(Records of labeled points)
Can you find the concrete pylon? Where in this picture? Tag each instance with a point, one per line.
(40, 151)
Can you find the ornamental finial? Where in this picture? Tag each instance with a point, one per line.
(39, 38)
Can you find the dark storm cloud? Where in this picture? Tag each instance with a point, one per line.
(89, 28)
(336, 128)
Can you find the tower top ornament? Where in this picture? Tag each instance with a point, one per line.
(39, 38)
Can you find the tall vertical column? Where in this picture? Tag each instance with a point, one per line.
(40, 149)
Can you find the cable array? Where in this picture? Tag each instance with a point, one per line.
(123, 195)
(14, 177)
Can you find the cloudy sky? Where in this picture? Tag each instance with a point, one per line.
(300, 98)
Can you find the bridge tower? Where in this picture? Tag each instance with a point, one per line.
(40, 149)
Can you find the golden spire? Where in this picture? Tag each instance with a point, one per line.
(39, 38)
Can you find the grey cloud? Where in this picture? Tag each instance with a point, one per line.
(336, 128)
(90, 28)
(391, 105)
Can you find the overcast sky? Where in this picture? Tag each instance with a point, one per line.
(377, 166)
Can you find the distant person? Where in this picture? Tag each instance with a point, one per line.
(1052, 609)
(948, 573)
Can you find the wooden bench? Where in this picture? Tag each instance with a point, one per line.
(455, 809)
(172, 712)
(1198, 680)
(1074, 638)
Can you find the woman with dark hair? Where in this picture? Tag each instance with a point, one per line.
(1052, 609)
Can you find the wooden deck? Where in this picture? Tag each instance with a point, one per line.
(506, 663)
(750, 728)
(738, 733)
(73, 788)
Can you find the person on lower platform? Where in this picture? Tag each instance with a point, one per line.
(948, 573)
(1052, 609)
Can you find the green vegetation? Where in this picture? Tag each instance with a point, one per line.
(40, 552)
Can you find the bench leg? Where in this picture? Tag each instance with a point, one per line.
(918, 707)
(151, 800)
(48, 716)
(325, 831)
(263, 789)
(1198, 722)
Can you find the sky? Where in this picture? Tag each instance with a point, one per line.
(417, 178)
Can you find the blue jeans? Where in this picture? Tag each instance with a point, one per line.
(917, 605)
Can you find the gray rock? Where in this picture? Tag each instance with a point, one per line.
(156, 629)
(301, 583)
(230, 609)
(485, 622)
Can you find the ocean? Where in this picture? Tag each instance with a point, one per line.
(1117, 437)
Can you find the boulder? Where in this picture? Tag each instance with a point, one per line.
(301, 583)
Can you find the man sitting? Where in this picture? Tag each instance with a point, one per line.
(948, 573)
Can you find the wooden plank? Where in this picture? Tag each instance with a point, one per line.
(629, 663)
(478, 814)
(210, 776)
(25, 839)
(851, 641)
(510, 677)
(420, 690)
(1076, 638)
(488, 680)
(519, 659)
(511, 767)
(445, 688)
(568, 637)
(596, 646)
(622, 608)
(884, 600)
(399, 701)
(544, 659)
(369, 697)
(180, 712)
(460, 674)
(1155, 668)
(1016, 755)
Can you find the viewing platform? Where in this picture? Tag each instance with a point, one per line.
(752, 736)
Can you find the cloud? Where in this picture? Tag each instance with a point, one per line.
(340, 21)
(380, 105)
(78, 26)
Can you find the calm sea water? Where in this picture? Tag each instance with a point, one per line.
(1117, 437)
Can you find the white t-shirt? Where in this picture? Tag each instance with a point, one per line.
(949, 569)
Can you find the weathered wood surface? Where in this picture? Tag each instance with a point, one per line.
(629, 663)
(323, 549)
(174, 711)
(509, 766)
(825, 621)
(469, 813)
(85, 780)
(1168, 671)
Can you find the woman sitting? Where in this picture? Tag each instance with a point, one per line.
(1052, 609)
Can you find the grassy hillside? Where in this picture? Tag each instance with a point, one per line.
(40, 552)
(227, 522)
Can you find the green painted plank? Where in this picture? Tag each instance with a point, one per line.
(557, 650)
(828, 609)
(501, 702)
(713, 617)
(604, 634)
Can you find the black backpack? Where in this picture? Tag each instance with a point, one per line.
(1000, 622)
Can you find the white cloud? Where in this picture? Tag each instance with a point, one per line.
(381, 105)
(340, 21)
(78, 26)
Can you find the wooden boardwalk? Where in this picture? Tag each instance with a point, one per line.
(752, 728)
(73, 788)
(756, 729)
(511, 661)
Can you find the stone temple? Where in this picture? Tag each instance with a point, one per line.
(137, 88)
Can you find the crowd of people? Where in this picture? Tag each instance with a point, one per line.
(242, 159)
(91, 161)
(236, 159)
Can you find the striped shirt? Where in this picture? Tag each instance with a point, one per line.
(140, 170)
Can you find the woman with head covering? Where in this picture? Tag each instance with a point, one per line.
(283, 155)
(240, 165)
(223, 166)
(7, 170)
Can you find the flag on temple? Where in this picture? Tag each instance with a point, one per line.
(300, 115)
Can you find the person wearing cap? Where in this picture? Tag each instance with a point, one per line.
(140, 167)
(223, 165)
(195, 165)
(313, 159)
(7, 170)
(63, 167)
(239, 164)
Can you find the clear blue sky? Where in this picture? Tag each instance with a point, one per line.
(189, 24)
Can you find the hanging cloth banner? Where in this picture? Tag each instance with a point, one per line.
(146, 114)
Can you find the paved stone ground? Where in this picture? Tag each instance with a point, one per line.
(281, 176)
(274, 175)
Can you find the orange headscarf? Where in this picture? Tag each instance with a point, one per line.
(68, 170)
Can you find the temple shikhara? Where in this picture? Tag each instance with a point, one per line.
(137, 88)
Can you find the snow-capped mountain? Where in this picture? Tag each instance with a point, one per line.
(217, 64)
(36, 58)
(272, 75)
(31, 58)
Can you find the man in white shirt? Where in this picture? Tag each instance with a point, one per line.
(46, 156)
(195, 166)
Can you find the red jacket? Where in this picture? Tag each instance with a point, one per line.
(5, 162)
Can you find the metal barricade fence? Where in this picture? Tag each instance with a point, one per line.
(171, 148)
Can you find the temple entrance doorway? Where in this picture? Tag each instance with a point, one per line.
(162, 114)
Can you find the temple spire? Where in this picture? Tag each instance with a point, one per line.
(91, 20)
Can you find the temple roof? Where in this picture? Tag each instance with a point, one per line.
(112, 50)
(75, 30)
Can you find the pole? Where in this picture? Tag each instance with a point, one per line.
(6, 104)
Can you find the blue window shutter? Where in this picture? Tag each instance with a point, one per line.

OBJECTIVE: Emit verbatim the lines running from the one with "Can you find the red" through the last line of the data, both endpoints inclusive.

RESPONSE TO THIS EXERCISE:
Can you find the red jacket? Where in this picture? Tag each instance with a point, one per line.
(5, 162)
Can you find the metal barricade fence? Where in this picture? Tag each instance with a point, one per line.
(171, 148)
Can you find the temple entrance doorway? Where in this picture? Tag each instance with a point, one per line.
(162, 114)
Can you find the temple spire? Where in this picture? Tag each instance with a point, one per line.
(91, 20)
Can you find the temple roof? Where in this picture? Tag each instance with a point, one per line.
(112, 50)
(75, 30)
Can you find the pole? Where in this picture? Tag each instance with a point, one per line.
(6, 104)
Can you find the blue window shutter? Where in this picture? Tag each instance with a point, one per line.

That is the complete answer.